## AIM A
According to the depth-of-field excerpt, what three things determine depth of field?
## AIM B
In the depth-of-field excerpt, restate the paragraph beginning "If you keep the field of view of the foreground action the same" more briefly, keeping its main facts.
## AIM C
Return a verbatim passage from the depth-of-field excerpt, starting at "There are two" and ending at "close and wide.".

## PAGE EXCERPT
--------------------------------------------------
There are two problems with the Digital Juice tutorial on focus. While some of the information is correct, one part is not, and the "solution" ignores the emotional impact of wide vs. long lens shooting.

Depth of field is a function of three things:

  • distance from the camera to the subject

  • focal length of lens

  • iris


  • If you keep the field of view the same size, there is only one way to increase the depth of field: stop down the iris. If you keep the field of view the same size, there is only one way way to decrease the depth of field: open the iris.

    If you keep the field of view of the foreground action the same, you do NOT reduce depth of field by going to a longer lens. The reason is, you move the camera much further away. At that distance, you will have exactly the same depth of field that you did when the camera was close and wide.
--------------------------------------------------
Entries for labeling object positions:
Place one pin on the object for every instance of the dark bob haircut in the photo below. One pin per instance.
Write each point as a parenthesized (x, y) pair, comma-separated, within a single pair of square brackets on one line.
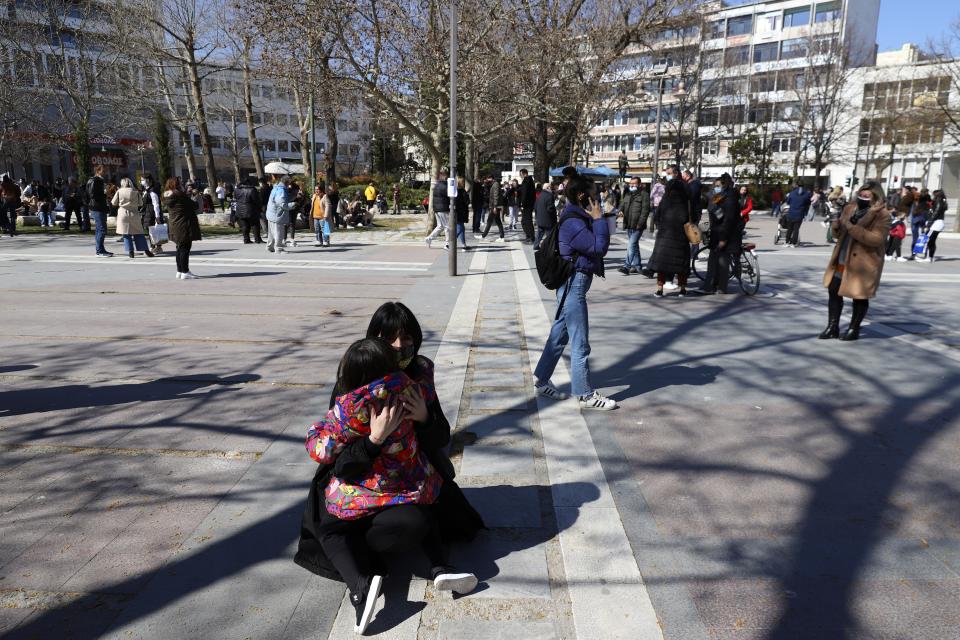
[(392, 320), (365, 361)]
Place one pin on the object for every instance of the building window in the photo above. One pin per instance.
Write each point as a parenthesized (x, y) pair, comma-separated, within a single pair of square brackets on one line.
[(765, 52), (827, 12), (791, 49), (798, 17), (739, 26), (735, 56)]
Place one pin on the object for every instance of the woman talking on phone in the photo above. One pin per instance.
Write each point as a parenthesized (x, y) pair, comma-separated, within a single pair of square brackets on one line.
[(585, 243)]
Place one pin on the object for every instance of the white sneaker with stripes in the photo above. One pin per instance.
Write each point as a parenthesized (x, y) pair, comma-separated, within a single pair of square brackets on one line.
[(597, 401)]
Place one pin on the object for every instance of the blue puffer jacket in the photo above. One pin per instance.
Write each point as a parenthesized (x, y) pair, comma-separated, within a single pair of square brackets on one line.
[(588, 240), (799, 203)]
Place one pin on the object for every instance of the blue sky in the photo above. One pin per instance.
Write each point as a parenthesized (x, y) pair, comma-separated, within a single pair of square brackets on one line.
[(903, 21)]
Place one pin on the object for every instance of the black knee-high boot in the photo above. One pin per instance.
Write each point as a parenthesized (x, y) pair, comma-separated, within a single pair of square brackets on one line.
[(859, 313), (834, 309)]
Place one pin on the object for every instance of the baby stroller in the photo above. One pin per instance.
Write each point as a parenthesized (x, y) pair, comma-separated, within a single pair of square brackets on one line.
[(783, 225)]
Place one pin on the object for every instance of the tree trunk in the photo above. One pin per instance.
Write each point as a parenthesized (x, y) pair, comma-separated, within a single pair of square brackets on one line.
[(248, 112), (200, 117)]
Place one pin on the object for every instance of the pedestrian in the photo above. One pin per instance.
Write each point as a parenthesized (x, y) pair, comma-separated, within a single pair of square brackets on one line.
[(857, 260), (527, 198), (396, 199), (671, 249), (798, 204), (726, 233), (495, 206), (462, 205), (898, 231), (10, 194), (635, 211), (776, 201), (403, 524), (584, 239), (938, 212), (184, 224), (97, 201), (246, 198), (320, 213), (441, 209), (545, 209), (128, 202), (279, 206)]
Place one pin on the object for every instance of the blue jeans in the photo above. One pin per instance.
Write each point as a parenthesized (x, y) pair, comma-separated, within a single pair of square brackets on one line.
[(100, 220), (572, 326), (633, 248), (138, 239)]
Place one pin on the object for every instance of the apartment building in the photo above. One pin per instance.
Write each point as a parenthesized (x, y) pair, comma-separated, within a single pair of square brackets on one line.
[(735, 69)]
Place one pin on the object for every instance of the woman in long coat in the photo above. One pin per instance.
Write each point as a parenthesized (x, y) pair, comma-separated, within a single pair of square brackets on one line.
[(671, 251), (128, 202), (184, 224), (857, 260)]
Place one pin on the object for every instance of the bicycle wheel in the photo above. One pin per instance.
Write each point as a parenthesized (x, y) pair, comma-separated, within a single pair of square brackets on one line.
--------------------------------------------------
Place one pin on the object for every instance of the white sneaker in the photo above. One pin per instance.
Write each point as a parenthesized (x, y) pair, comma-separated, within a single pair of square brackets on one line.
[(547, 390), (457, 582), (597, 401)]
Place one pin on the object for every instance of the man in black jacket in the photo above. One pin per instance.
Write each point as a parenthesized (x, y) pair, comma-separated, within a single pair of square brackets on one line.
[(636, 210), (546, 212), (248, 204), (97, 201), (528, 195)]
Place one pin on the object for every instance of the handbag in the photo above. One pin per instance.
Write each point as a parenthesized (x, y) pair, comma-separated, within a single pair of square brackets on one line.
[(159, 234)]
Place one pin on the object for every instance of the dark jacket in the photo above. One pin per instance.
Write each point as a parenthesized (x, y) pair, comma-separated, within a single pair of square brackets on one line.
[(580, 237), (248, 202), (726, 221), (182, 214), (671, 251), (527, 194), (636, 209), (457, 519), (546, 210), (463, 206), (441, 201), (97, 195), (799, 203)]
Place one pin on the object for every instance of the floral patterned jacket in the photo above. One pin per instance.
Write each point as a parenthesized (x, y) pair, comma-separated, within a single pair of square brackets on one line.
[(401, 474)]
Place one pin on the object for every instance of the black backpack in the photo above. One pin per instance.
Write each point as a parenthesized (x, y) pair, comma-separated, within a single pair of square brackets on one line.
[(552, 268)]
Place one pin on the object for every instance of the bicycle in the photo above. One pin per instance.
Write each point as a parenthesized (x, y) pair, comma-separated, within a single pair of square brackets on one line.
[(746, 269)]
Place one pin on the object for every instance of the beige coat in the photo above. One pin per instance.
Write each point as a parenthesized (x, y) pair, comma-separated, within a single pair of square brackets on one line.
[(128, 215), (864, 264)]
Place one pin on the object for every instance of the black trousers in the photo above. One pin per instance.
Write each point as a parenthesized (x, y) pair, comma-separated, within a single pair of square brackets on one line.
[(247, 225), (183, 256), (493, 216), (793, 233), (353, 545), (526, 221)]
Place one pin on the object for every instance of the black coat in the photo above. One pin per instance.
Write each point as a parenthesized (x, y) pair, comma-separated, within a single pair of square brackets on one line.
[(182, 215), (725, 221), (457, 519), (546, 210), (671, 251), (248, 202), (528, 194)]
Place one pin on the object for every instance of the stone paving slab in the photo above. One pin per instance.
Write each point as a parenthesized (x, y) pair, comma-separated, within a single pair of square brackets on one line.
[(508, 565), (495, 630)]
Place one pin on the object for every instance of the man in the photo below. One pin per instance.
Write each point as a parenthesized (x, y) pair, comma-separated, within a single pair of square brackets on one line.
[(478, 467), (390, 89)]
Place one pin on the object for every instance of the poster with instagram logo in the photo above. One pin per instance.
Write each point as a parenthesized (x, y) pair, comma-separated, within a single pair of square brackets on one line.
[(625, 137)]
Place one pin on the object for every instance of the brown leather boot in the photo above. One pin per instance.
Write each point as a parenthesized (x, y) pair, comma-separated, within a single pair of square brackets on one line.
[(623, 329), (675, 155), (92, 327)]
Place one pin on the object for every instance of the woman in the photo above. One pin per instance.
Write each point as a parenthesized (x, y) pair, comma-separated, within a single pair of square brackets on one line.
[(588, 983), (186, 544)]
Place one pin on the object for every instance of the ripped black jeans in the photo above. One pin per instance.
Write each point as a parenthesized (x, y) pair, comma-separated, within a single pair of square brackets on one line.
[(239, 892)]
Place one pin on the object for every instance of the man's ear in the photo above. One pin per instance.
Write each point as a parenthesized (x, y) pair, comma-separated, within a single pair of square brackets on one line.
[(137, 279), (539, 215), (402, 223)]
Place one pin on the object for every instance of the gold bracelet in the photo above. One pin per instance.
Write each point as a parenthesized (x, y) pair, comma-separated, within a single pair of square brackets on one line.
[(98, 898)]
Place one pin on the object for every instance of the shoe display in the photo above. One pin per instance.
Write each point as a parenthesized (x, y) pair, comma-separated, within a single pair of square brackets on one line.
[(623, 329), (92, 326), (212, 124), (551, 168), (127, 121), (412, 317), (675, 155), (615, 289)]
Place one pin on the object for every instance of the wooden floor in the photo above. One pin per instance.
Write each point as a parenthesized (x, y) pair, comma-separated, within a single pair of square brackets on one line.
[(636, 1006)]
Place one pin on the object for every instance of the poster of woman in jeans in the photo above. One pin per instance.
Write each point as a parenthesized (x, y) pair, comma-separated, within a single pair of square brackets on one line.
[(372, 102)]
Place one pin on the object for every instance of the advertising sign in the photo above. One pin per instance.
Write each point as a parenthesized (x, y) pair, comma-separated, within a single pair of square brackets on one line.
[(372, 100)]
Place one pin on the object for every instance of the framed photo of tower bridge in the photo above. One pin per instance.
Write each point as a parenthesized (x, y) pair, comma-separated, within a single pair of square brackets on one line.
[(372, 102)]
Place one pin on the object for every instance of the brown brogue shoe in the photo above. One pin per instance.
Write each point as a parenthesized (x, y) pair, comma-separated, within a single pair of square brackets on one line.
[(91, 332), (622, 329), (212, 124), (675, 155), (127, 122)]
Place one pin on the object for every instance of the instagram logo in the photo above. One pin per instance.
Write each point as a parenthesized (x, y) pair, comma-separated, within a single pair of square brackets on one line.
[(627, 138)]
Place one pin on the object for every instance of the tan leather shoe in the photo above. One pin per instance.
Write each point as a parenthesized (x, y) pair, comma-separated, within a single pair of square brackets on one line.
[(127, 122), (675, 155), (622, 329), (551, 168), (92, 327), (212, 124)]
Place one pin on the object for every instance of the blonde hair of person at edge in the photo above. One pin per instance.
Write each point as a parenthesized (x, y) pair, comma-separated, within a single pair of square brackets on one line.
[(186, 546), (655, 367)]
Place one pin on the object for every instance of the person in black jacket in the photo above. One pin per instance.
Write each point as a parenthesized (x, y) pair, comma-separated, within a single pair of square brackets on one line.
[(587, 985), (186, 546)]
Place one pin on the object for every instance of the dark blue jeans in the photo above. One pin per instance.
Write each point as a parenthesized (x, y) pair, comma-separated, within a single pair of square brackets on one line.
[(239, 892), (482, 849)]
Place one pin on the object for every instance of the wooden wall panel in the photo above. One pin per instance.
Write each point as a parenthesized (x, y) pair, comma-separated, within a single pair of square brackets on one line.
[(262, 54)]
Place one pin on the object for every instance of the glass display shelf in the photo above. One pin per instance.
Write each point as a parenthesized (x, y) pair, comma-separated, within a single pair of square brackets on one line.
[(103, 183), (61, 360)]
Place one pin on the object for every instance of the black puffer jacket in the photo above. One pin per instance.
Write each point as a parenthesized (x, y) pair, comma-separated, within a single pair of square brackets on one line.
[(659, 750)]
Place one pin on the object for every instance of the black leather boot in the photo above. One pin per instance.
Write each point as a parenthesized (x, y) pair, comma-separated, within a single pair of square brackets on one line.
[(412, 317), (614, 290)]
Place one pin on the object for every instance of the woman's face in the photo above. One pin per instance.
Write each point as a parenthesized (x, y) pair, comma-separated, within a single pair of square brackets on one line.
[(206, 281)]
--------------------------------------------------
## EXPECTED OUTPUT A
Distance from the camera to the subject, the focal length of the lens, and the iris.

## EXPECTED OUTPUT B
With the foreground field of view held constant, a longer lens does not reduce depth of field, because the camera moves much farther away. At that distance the depth of field matches what it was with the camera close and wide.

## EXPECTED OUTPUT C
There are two problems with the Digital Juice tutorial on focus. While some of the information is correct, one part is not, and the "solution" ignores the emotional impact of wide vs. long lens shooting.

Depth of field is a function of three things:

  • distance from the camera to the subject

  • focal length of lens

  • iris


  • If you keep the field of view the same size, there is only one way to increase the depth of field: stop down the iris. If you keep the field of view the same size, there is only one way way to decrease the depth of field: open the iris.

    If you keep the field of view of the foreground action the same, you do NOT reduce depth of field by going to a longer lens. The reason is, you move the camera much further away. At that distance, you will have exactly the same depth of field that you did when the camera was close and wide.